Written task
Reproduce only the lines from the one containing "Exercise. Mark the colorful" through the end of the material, inclusive, keeping the requests and their sample coordinates unchanged. Scale every answer coordinate by 2.4 and round it to a whole number, with halves rounded up.

Excerpted data

•••

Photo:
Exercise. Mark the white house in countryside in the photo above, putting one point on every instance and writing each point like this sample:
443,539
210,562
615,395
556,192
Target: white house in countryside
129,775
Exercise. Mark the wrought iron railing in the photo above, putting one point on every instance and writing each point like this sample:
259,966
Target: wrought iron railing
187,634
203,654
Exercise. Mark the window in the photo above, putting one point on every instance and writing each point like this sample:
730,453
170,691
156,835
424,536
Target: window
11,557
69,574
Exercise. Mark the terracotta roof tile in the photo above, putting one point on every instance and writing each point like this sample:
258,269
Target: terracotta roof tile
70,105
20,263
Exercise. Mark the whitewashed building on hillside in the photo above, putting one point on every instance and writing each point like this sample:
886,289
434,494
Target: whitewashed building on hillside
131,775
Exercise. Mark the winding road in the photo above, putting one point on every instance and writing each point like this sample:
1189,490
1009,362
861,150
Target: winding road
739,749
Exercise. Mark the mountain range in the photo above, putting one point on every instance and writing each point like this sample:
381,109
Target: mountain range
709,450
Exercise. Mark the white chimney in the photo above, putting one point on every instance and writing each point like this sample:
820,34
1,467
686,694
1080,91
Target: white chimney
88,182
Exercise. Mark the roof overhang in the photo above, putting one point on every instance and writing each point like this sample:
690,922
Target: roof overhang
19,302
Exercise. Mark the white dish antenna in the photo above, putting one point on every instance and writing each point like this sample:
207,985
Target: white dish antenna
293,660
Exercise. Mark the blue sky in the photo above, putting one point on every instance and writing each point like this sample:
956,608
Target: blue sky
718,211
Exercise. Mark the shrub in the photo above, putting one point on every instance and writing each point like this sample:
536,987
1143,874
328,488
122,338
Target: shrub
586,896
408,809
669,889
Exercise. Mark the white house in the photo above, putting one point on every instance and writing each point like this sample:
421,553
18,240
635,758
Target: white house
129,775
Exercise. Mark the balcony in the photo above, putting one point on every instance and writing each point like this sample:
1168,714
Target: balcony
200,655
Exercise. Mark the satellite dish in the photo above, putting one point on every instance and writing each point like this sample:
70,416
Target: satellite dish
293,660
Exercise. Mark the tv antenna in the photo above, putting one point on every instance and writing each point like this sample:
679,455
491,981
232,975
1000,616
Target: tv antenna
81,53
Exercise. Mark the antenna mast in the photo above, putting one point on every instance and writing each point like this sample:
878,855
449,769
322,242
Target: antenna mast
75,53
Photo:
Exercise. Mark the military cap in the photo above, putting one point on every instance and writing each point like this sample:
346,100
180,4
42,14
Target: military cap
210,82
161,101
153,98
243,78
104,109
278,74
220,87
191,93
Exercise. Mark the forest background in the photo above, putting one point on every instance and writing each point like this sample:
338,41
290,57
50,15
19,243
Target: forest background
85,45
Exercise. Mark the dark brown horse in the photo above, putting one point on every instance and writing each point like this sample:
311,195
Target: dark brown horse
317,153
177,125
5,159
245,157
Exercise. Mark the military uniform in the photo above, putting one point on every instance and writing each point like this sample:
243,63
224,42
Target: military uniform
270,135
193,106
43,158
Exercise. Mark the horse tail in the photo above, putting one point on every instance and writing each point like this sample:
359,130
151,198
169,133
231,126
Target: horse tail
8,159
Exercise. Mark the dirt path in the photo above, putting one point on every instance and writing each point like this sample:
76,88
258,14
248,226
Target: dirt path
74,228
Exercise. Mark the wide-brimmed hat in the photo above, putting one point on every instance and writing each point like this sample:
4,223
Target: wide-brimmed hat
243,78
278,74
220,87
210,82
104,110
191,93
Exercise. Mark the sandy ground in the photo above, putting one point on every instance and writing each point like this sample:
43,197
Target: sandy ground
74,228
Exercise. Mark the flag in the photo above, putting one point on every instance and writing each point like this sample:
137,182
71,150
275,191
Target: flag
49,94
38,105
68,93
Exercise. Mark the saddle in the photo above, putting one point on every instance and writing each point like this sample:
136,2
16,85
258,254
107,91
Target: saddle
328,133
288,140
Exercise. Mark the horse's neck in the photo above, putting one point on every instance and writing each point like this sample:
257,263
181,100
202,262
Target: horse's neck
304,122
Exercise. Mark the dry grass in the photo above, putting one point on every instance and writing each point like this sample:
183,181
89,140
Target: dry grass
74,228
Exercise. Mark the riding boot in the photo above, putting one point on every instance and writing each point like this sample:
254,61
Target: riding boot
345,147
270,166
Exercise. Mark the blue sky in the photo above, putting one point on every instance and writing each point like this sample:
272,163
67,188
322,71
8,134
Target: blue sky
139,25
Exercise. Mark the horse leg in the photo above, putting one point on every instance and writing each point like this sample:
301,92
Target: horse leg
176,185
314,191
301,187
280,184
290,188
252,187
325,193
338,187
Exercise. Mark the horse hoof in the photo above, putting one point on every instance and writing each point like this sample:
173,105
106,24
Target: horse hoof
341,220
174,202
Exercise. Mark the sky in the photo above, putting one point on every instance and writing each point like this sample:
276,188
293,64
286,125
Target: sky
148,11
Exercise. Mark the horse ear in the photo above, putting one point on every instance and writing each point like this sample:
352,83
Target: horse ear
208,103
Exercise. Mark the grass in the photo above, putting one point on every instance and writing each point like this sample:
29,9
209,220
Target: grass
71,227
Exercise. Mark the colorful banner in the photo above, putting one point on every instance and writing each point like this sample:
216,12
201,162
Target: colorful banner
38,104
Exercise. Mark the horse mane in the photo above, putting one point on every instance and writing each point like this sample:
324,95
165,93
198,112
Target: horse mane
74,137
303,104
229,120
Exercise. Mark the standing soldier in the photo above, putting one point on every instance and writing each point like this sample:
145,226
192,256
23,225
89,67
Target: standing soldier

•••

Exercise answer
Exercise. Mark the colorful banner in the photo above, putting one point on every instance and writing each point like this sample:
216,12
201,162
Target: colorful banner
91,250
Exercise. Mark the horse mane in the photo above, putting one point on every instance and writing each point like this sample:
324,95
165,93
198,112
Target: horse mane
178,329
727,250
550,288
Exercise. Mark the standing soldier in the photo above, putting one point on every instance and writing each point like this sample:
145,226
192,256
23,225
89,67
Target: standing soldier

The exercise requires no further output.